--- START OF QUOTED PASSAGE ---

Tuesday, April 17, 2012

Fate of Japan and the Whole World Depends on No. 4 Reactor

By Akio Matsumura, Finding the Missing Link
11 April 12

Fukushima Daiichi site: Cesium-137 is 85 times greater than at Chernobyl accident.
rsn-J.jpgapan’s former Ambassador to Switzerland, Mr. Mitsuhei Murata, was invited to speak at the Public Hearing of the Budgetary Committee of the House of Councilors on March 22, 2012, on the Fukushima nuclear power plants accident. Before the Committee, Ambassador Murata strongly stated that if the crippled building of reactor unit 4 - with 1,535 fuel rods in the spent fuel pool 100 feet (30 meters) above the ground - collapses, not only will it cause a shutdown of all six reactors but will also affect the common spent fuel pool containing 6,375 fuel rods, located some 50 meters from reactor 4. In both cases the radioactive rods are not protected by a containment vessel; dangerously, they are open to the air. This would certainly cause a global catastrophe like we have never before experienced. He stressed that the responsibility of Japan to the rest of the world is immeasurable. Such a catastrophe would affect us all for centuries. Ambassador Murata informed us that the total numbers of the spent fuel rods at the Fukushima Daiichi site excluding the rods in the pressure vessel is 11,421  (396+615+566+1,535+994+940+6375).
I asked top spent-fuel pools expert Mr. Robert Alvarez, former Senior Policy Adviser to the Secretary and Deputy Assistant Secretary for National Security and the Environment at the U.S. Department of Energy, for an explanation of the potential impact of the 11,421 rods.
I received an astounding response from Mr. Alvarez [updated 4/5/12]:
In recent times, more information about the spent fuel situation at the Fukushima-Dai-Ichi site has become known. It is my understanding that of the 1,532 spent fuel assemblies in reactor No. 304 assemblies are fresh and unirradiated. This then leaves 1,231 irradiated spent fuel rods in pool No. 4, which contain roughly 37 million curies (~1.4E+18 Becquerel) of long-lived radioactivity. The No. 4 pool is about 100 feet above ground, is structurally damaged and is exposed to the open elements. If an earthquake or other event were to cause this pool to drain this could result in a catastrophic radiological fire involving nearly 10 times the amount of Cs-137 released by the Chernobyl accident.
The infrastructure to safely remove this material was destroyed as it was at the other three reactors. Spent reactor fuel cannot be simply lifted into the air by a crane as if it were routine cargo. In order to prevent severe radiation exposures, fires and possible explosions, it must be transferred at all times in water and heavily shielded structures into dry casks.. As this has never been done before, the removal of the spent fuel from the pools at the damaged Fukushima-Dai-Ichi reactors will require a major and time-consuming re-construction effort and will be charting in unknown waters. Despite the enormous destruction cased at the Da-Ichi site, dry casks holding a smaller amount of spent fuel appear to be unscathed.

--- END OF QUOTED PASSAGE ---
--- START OF RAW RECORDS ---

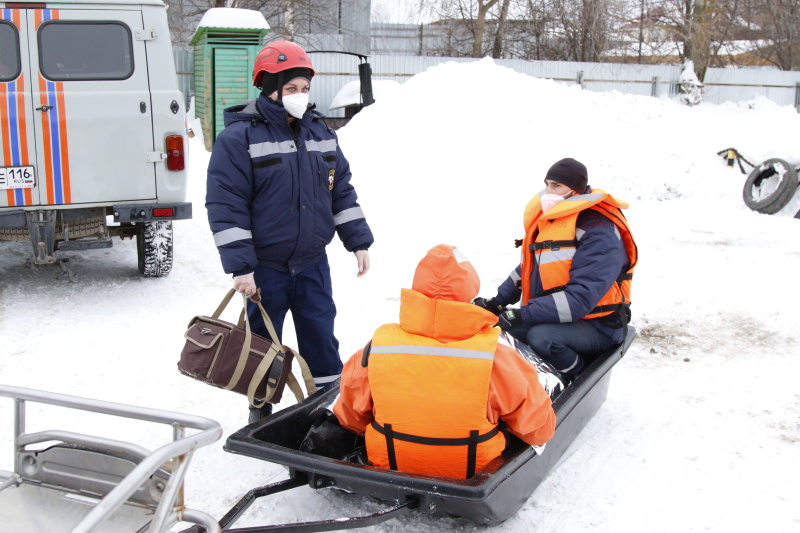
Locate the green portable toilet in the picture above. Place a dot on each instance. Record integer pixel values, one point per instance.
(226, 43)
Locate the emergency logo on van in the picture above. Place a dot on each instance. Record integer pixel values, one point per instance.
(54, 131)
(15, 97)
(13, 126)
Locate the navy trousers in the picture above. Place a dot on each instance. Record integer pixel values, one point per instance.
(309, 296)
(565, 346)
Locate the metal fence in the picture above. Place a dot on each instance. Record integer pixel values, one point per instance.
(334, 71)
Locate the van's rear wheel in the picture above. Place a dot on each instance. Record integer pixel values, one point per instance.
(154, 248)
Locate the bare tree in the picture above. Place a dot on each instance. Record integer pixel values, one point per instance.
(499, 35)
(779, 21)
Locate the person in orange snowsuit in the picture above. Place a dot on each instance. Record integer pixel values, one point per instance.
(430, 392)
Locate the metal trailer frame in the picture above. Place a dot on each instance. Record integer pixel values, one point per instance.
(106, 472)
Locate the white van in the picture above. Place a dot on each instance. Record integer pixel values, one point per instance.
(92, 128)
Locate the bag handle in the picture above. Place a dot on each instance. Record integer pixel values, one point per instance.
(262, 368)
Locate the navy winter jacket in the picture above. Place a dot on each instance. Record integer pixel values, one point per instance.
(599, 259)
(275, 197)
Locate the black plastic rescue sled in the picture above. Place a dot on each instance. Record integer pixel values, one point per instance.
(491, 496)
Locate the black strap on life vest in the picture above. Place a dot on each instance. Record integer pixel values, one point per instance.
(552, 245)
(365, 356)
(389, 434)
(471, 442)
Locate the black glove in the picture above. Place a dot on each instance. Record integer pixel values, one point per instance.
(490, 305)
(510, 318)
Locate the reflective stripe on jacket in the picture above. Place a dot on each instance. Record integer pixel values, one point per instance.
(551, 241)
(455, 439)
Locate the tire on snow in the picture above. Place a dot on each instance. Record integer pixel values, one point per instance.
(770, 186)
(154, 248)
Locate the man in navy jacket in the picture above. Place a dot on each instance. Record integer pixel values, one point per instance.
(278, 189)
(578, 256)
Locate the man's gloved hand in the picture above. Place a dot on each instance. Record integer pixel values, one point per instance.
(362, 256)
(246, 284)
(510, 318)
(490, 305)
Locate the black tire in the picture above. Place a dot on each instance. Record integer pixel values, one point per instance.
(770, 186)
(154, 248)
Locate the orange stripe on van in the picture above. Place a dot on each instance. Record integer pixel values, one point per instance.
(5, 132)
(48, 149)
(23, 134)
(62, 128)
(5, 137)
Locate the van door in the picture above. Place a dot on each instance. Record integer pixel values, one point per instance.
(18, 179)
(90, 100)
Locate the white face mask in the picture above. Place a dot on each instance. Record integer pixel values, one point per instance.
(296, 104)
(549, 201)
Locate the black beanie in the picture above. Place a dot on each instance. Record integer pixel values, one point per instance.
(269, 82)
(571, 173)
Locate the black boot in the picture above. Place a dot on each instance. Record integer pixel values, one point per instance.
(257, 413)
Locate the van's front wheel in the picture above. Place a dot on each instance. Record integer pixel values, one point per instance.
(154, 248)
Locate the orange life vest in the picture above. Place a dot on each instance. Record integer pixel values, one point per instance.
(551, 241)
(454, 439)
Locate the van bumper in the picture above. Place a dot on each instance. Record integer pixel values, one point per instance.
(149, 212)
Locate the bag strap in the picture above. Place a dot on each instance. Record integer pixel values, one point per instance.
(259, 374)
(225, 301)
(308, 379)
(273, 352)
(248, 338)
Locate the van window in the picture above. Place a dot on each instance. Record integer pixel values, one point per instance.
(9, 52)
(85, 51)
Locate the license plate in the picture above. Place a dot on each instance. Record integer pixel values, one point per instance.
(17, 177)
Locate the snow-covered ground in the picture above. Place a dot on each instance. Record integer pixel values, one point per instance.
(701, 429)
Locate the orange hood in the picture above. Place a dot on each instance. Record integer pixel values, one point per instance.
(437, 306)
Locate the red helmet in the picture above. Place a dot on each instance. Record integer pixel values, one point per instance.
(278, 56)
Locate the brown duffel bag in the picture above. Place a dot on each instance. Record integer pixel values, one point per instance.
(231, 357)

--- END OF RAW RECORDS ---
--- START OF RAW RECORDS ---

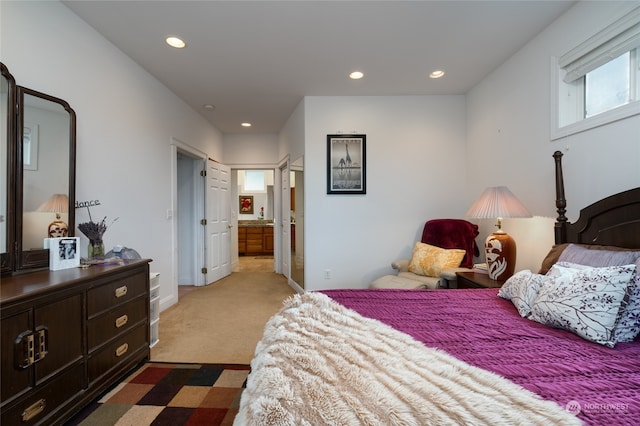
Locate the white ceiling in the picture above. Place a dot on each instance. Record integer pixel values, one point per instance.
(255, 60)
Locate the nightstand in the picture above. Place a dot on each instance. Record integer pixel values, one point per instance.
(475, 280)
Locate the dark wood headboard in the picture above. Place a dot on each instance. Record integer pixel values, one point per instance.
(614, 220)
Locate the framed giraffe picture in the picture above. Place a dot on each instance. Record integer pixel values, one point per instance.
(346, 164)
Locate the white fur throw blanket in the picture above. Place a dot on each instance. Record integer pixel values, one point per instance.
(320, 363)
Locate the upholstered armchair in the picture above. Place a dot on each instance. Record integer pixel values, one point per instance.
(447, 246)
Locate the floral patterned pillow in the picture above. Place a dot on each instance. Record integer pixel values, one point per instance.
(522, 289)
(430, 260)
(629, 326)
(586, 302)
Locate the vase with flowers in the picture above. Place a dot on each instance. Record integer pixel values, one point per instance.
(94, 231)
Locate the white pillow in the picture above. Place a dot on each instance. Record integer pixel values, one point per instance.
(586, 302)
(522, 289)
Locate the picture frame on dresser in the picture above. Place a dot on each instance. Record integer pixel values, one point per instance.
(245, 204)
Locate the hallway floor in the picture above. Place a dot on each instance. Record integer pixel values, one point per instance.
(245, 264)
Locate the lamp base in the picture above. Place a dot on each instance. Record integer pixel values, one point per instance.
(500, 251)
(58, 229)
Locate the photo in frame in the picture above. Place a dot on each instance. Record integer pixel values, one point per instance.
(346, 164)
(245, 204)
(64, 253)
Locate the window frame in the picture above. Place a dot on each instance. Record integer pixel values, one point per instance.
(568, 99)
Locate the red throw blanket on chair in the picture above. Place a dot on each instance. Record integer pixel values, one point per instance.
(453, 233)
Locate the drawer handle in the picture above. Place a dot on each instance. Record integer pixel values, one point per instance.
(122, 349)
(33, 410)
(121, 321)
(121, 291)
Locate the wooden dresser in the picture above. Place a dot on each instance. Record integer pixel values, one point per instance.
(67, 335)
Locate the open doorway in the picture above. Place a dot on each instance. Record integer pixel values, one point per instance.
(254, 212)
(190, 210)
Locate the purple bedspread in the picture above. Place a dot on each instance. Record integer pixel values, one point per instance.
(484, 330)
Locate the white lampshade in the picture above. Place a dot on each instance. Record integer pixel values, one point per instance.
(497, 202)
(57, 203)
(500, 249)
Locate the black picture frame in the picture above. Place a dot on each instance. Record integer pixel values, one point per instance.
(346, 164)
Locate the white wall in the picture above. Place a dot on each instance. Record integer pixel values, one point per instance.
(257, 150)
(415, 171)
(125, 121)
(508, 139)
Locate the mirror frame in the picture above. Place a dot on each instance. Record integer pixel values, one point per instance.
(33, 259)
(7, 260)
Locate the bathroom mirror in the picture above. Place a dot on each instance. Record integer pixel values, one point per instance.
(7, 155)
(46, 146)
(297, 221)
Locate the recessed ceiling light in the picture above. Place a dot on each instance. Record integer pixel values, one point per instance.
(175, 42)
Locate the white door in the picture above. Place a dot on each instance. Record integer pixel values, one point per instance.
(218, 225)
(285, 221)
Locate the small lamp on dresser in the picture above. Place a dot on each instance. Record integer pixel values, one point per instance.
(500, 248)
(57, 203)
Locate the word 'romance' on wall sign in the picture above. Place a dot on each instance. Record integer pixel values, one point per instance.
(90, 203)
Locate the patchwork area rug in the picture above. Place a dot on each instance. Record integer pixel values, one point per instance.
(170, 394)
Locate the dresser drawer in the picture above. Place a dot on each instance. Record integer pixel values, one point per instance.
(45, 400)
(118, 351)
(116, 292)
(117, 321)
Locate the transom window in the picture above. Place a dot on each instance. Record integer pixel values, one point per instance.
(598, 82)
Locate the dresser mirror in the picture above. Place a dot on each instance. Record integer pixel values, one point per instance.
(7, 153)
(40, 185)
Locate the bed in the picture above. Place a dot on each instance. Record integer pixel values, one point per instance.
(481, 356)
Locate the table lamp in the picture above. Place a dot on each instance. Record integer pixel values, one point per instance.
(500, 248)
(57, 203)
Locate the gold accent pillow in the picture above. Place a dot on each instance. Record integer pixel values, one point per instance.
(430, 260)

--- END OF RAW RECORDS ---

DIRECTIONS FOR THIS TASK — Write what comes next in the article on the Fukushima No. 4 reactor, starting after its final sentence about the dry casks.

WRITTEN REPLY —
Based on U.S. Energy Department data, assuming a total of 11,138 spent fuel assemblies are being stored at the Dai-Ichi site, nearly all, which is in pools. They contain roughly 336 million curies (~1.2 E+19 Bq) of long-lived radioactivity. About 134 million curies is Cesium-137 - roughly 85 times the amount of Cs-137 released at the Chernobyl accident as estimated by the U.S. National Council on Radiation Protection (NCRP). The total spent reactor fuel inventory at the Fukushima-Daichi site contains nearly half of the total amount of Cs-137 estimated by the NCRP to have been released by all atmospheric nuclear weapons testing, Chernobyl, and world-wide reprocessing plants (~270 million curies or ~9.9 E+18 Becquerel).
It is important for the public to understand that reactors that have been operating for decades, such as those at the Fukushima-Dai-Ichi site have generated some of the largest concentrations of radioactivity on the planet.
Many of our readers might find it difficult to appreciate the actual meaning of the figure, yet we can grasp what 85 times more Cesium-137 than the Chernobyl would mean. It would destroy the world environment and our civilization. This is not rocket science, nor does it connect to the pugilistic debate over nuclear power plants. This is an issue of human survival.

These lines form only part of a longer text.